Exercise goal: Can you copy out the data word for word, from its very start through the line containing "point(215, 144)", including that line and omitting the pictures?

Provided records:

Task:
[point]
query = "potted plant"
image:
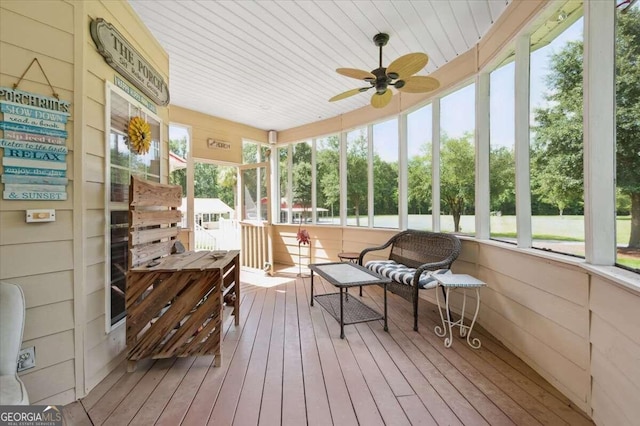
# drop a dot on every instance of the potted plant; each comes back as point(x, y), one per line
point(303, 239)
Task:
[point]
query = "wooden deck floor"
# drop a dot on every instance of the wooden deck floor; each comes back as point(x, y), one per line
point(285, 364)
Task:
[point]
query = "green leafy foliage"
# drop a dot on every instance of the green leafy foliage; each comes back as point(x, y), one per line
point(457, 176)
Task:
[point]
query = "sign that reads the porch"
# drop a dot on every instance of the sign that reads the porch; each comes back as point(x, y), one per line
point(214, 144)
point(124, 58)
point(33, 143)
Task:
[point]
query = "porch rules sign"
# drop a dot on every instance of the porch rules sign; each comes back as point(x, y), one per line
point(33, 141)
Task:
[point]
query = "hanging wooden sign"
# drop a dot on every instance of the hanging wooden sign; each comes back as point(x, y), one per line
point(34, 146)
point(124, 58)
point(215, 144)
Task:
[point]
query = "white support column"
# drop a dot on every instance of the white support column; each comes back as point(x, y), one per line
point(274, 161)
point(435, 164)
point(599, 132)
point(290, 183)
point(314, 197)
point(370, 176)
point(343, 179)
point(482, 157)
point(191, 191)
point(403, 190)
point(523, 187)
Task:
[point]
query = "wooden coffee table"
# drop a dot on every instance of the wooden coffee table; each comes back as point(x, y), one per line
point(345, 309)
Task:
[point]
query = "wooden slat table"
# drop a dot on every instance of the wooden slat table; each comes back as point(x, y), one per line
point(175, 307)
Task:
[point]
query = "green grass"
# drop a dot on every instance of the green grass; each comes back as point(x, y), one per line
point(629, 263)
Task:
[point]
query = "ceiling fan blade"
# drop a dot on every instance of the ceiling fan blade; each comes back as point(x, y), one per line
point(419, 84)
point(381, 101)
point(408, 65)
point(348, 93)
point(355, 73)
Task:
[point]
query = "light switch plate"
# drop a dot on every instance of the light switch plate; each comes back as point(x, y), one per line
point(42, 215)
point(27, 358)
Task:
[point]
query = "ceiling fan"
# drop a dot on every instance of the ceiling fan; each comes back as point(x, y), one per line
point(398, 74)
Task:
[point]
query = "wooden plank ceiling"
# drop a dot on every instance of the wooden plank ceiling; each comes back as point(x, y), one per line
point(271, 64)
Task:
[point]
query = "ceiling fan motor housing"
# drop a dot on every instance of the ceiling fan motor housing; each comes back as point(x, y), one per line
point(401, 76)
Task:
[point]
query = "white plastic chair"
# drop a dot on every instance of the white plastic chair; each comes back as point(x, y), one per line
point(12, 312)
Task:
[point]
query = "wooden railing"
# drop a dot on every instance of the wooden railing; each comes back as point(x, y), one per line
point(204, 240)
point(255, 243)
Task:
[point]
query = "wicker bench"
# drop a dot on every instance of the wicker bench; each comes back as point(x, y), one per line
point(414, 257)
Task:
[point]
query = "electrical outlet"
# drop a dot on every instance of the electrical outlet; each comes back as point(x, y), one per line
point(27, 358)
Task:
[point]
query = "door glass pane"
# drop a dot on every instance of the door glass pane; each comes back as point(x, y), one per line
point(502, 168)
point(627, 136)
point(385, 174)
point(556, 99)
point(283, 187)
point(419, 132)
point(250, 195)
point(357, 178)
point(457, 161)
point(328, 180)
point(301, 185)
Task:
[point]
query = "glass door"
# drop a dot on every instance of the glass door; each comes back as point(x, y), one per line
point(255, 216)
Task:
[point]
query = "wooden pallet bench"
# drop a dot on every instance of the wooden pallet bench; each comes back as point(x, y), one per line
point(173, 301)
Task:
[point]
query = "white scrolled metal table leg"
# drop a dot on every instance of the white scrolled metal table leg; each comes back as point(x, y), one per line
point(448, 340)
point(463, 329)
point(475, 342)
point(440, 331)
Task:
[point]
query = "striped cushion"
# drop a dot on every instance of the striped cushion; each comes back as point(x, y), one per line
point(403, 274)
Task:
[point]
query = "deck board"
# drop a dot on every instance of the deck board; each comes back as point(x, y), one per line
point(286, 364)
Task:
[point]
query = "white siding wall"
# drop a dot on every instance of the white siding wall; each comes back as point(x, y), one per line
point(61, 265)
point(39, 257)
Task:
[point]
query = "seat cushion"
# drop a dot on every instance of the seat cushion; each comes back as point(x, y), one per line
point(12, 391)
point(403, 274)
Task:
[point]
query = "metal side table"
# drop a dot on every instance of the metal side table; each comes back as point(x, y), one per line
point(465, 282)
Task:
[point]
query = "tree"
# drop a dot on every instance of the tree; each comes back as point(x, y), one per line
point(457, 175)
point(227, 182)
point(557, 158)
point(502, 180)
point(357, 176)
point(301, 185)
point(627, 113)
point(419, 181)
point(557, 153)
point(328, 172)
point(385, 186)
point(179, 177)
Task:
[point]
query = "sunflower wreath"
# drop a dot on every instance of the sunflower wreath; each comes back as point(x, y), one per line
point(139, 135)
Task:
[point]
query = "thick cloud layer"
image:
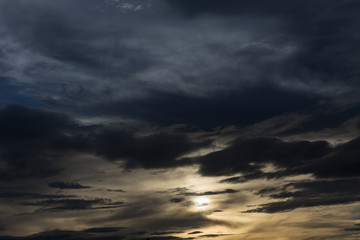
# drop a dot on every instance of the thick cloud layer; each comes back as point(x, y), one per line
point(131, 113)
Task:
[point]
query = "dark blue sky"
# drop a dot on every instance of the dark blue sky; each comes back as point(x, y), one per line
point(247, 110)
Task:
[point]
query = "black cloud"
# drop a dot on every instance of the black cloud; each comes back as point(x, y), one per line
point(33, 143)
point(66, 185)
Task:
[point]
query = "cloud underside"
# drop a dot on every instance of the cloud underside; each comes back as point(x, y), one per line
point(49, 137)
point(244, 92)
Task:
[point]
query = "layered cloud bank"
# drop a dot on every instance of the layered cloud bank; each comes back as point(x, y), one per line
point(175, 119)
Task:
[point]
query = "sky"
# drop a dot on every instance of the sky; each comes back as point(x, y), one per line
point(179, 119)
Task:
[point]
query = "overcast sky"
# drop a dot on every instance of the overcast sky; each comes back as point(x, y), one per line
point(179, 119)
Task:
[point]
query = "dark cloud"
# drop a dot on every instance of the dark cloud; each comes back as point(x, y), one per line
point(69, 235)
point(66, 185)
point(115, 190)
point(249, 156)
point(73, 204)
point(242, 107)
point(165, 233)
point(209, 193)
point(33, 143)
point(27, 195)
point(310, 194)
point(30, 141)
point(177, 200)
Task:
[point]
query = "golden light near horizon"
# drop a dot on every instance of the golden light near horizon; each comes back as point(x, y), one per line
point(201, 203)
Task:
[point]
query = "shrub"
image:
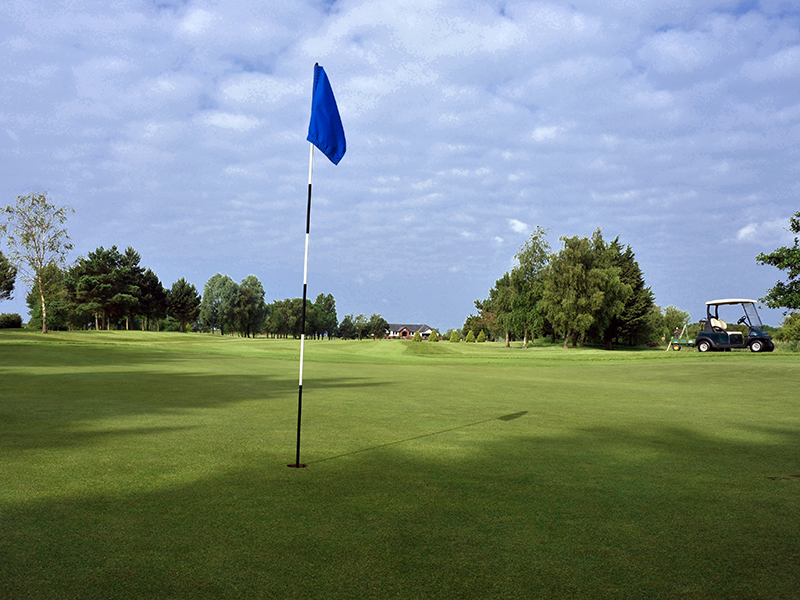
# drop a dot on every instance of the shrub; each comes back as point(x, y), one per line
point(10, 321)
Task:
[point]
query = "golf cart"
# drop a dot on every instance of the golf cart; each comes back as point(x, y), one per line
point(715, 334)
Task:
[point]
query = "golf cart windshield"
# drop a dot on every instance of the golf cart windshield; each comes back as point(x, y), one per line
point(752, 314)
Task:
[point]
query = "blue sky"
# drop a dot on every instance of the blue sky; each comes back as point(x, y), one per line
point(179, 128)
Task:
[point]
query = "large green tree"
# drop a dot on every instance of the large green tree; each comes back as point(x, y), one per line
point(325, 315)
point(583, 288)
point(250, 310)
point(152, 298)
point(183, 302)
point(108, 283)
point(527, 280)
point(633, 325)
point(37, 239)
point(787, 258)
point(220, 298)
point(8, 274)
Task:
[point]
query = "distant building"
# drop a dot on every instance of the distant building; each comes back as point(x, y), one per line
point(399, 331)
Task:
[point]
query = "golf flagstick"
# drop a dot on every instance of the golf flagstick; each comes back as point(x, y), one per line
point(325, 131)
point(297, 464)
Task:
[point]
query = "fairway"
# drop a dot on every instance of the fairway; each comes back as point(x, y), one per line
point(154, 465)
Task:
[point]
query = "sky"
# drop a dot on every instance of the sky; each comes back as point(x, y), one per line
point(179, 128)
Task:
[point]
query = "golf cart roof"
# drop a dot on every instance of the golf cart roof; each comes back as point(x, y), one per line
point(730, 301)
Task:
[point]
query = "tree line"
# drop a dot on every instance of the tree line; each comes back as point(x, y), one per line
point(591, 290)
point(111, 289)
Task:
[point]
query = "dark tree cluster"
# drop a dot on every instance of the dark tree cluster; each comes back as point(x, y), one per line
point(109, 289)
point(590, 290)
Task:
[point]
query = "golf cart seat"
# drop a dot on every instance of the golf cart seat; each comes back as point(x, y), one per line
point(719, 325)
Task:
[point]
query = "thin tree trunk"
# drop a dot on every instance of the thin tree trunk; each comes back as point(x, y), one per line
point(44, 308)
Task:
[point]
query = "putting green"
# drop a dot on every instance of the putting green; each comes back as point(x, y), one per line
point(136, 465)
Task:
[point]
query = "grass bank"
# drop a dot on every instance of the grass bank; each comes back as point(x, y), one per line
point(136, 465)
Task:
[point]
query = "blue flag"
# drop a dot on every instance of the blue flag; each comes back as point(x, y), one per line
point(325, 130)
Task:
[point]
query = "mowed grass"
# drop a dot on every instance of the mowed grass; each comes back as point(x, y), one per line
point(136, 465)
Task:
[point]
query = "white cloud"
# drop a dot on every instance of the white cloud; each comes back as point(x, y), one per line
point(518, 226)
point(230, 121)
point(197, 21)
point(541, 134)
point(781, 65)
point(768, 233)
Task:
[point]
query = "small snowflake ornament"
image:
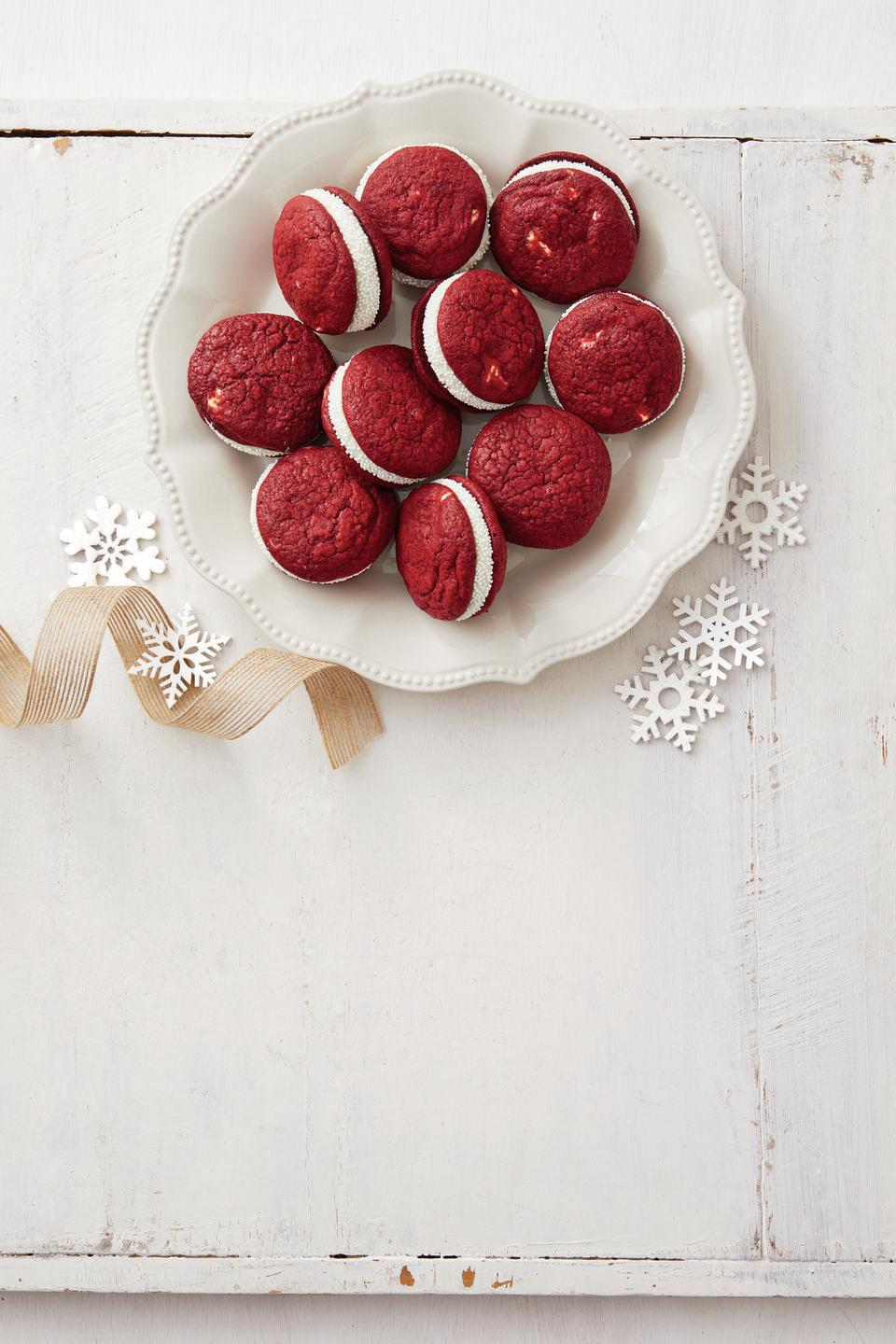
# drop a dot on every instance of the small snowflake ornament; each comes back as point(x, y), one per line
point(177, 656)
point(670, 700)
point(777, 519)
point(725, 626)
point(109, 547)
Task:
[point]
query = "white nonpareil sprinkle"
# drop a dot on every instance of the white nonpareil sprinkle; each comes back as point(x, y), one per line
point(483, 571)
point(367, 277)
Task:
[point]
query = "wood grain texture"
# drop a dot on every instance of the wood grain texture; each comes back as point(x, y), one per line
point(79, 1319)
point(239, 119)
point(821, 302)
point(801, 54)
point(347, 1020)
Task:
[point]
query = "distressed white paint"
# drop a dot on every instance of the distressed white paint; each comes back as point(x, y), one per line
point(672, 54)
point(223, 118)
point(395, 1046)
point(78, 1319)
point(459, 1010)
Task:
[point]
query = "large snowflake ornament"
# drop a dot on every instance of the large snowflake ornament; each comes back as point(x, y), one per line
point(670, 700)
point(776, 512)
point(727, 626)
point(177, 656)
point(109, 547)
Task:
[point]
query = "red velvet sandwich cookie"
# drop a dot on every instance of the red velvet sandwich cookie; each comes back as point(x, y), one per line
point(433, 206)
point(392, 429)
point(565, 225)
point(318, 521)
point(617, 360)
point(332, 262)
point(546, 472)
point(257, 382)
point(477, 342)
point(450, 549)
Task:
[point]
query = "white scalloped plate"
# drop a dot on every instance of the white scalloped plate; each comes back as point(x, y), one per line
point(669, 480)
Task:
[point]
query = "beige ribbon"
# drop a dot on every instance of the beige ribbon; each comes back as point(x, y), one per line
point(57, 684)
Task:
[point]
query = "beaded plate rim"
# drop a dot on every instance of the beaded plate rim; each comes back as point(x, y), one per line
point(510, 672)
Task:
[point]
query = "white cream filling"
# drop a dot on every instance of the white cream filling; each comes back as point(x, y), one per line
point(483, 242)
point(253, 521)
point(641, 300)
point(551, 164)
point(436, 355)
point(483, 571)
point(347, 440)
point(367, 277)
point(245, 448)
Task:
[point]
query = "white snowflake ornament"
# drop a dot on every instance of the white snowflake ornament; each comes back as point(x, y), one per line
point(669, 699)
point(727, 626)
point(177, 656)
point(110, 549)
point(777, 519)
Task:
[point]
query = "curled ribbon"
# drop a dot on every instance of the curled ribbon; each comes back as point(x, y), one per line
point(57, 684)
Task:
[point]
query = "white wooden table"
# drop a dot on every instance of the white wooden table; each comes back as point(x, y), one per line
point(508, 1005)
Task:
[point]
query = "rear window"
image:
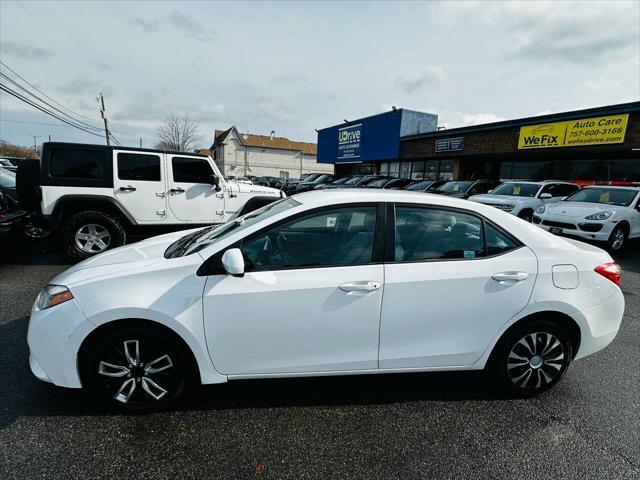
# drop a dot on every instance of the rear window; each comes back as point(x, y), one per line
point(191, 170)
point(136, 166)
point(77, 163)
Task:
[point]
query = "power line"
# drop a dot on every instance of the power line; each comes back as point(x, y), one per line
point(47, 96)
point(44, 110)
point(47, 103)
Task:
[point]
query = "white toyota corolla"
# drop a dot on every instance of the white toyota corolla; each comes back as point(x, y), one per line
point(329, 282)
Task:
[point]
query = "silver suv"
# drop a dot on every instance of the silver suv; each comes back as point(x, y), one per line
point(523, 198)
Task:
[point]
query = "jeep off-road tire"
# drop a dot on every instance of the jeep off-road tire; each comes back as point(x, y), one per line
point(88, 233)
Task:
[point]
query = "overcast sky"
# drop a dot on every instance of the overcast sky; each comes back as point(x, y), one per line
point(296, 66)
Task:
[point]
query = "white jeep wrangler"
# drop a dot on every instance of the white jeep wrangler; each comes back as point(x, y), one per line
point(98, 195)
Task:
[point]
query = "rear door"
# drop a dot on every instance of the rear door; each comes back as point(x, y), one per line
point(455, 280)
point(139, 185)
point(192, 197)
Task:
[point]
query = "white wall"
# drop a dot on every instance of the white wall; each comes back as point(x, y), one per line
point(264, 161)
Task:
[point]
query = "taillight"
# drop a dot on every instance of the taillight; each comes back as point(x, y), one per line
point(610, 270)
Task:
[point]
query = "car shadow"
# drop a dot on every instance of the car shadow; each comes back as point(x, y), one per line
point(23, 395)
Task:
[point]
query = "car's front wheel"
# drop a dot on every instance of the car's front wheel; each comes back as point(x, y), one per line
point(532, 358)
point(138, 370)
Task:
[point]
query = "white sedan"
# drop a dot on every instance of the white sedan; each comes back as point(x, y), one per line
point(329, 282)
point(599, 213)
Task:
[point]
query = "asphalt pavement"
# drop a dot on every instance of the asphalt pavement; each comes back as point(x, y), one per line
point(431, 426)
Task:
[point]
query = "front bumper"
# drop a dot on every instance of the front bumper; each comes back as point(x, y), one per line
point(54, 338)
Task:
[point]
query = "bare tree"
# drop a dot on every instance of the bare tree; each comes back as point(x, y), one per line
point(177, 134)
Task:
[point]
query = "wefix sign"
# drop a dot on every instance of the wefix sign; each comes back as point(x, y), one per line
point(574, 133)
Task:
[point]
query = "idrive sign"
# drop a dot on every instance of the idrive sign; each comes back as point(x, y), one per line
point(575, 133)
point(349, 142)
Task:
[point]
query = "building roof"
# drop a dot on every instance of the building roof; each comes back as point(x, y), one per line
point(539, 119)
point(265, 141)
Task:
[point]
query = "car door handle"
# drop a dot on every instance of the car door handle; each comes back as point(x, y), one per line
point(360, 286)
point(510, 277)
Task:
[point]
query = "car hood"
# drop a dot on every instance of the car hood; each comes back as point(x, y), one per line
point(135, 256)
point(500, 199)
point(578, 209)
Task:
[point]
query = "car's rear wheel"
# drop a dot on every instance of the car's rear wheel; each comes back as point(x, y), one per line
point(533, 358)
point(138, 370)
point(618, 239)
point(89, 233)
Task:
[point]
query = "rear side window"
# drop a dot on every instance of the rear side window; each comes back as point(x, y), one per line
point(424, 234)
point(191, 170)
point(77, 163)
point(136, 166)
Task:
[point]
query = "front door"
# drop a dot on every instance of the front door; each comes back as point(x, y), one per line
point(192, 197)
point(455, 281)
point(139, 185)
point(309, 301)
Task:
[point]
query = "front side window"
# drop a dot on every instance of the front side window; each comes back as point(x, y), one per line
point(332, 237)
point(424, 234)
point(515, 189)
point(77, 163)
point(136, 166)
point(191, 170)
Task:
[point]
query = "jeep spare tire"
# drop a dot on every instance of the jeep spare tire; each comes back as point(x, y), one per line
point(89, 233)
point(27, 184)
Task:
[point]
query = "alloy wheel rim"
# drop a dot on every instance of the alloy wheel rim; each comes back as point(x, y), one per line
point(92, 238)
point(618, 240)
point(131, 381)
point(536, 360)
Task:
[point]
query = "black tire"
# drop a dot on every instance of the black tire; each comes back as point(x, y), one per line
point(618, 239)
point(256, 203)
point(108, 374)
point(526, 215)
point(528, 370)
point(81, 222)
point(27, 183)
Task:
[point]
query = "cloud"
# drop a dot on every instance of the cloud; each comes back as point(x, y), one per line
point(79, 85)
point(433, 76)
point(189, 26)
point(26, 51)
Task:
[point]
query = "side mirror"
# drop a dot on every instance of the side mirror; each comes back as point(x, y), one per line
point(233, 262)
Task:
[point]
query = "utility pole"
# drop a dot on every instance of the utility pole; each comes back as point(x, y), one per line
point(104, 117)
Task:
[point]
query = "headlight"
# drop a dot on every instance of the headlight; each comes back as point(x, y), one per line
point(52, 295)
point(599, 216)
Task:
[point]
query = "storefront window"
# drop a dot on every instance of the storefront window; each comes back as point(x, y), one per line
point(446, 170)
point(431, 170)
point(417, 170)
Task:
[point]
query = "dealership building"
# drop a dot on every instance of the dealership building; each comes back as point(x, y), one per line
point(593, 145)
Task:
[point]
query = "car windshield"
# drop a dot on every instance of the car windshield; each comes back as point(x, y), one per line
point(515, 189)
point(609, 196)
point(455, 187)
point(196, 241)
point(420, 185)
point(353, 181)
point(7, 178)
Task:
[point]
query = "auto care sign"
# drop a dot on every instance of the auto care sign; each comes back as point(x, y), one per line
point(574, 133)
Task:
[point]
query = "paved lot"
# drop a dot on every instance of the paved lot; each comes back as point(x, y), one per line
point(388, 426)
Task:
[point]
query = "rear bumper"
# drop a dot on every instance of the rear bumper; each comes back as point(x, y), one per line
point(601, 324)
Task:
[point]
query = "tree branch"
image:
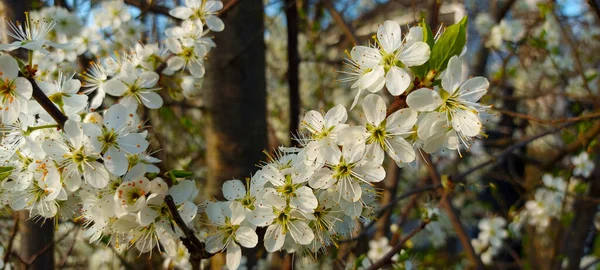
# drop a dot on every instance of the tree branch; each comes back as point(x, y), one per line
point(446, 203)
point(339, 20)
point(387, 258)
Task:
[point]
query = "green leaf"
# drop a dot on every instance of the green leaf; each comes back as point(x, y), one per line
point(181, 173)
point(5, 172)
point(450, 43)
point(422, 70)
point(428, 36)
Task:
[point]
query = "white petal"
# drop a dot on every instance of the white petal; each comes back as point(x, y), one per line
point(304, 200)
point(261, 216)
point(151, 100)
point(389, 36)
point(397, 80)
point(415, 34)
point(115, 87)
point(322, 179)
point(374, 108)
point(9, 69)
point(365, 57)
point(214, 23)
point(466, 122)
point(301, 232)
point(373, 80)
point(238, 214)
point(350, 190)
point(452, 76)
point(146, 216)
point(473, 89)
point(215, 213)
point(314, 121)
point(369, 172)
point(246, 237)
point(401, 151)
point(95, 175)
point(55, 150)
point(23, 88)
point(115, 116)
point(415, 55)
point(116, 162)
point(336, 115)
point(274, 238)
point(424, 100)
point(71, 86)
point(213, 6)
point(401, 121)
point(133, 143)
point(196, 69)
point(234, 256)
point(233, 190)
point(175, 63)
point(181, 12)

Result:
Task:
[point]
query = "potted plant"
image:
# drop a dot on every instance of the potted plant; each comes back as point(x, y), one per line
point(303, 239)
Task:
[point]
query = "wooden deck floor"
# drop a dot on every instance of the wooden deck floor; each comes back as point(x, y), one per line
point(285, 364)
Task:
[point]
query = "green leafy foliage"
# drop a dot on every instance of the green leafy foliage; each comes back as point(x, y), one per line
point(457, 176)
Task:
[point]
query = "sign that reads the porch"
# drop a dot on every instance of the sign that reads the porch; each comes back as point(x, y), one per line
point(214, 144)
point(124, 58)
point(33, 143)
Task:
[point]
query = "porch rules sign"
# drop a dot on every instance of the porch rules sign; each comes back as point(x, y), one per line
point(33, 141)
Task:
[point]
query = "hanging wooden sign"
# drop a dot on every instance of the hanging wooden sign; each comes back as point(x, y), one per line
point(34, 146)
point(124, 58)
point(215, 144)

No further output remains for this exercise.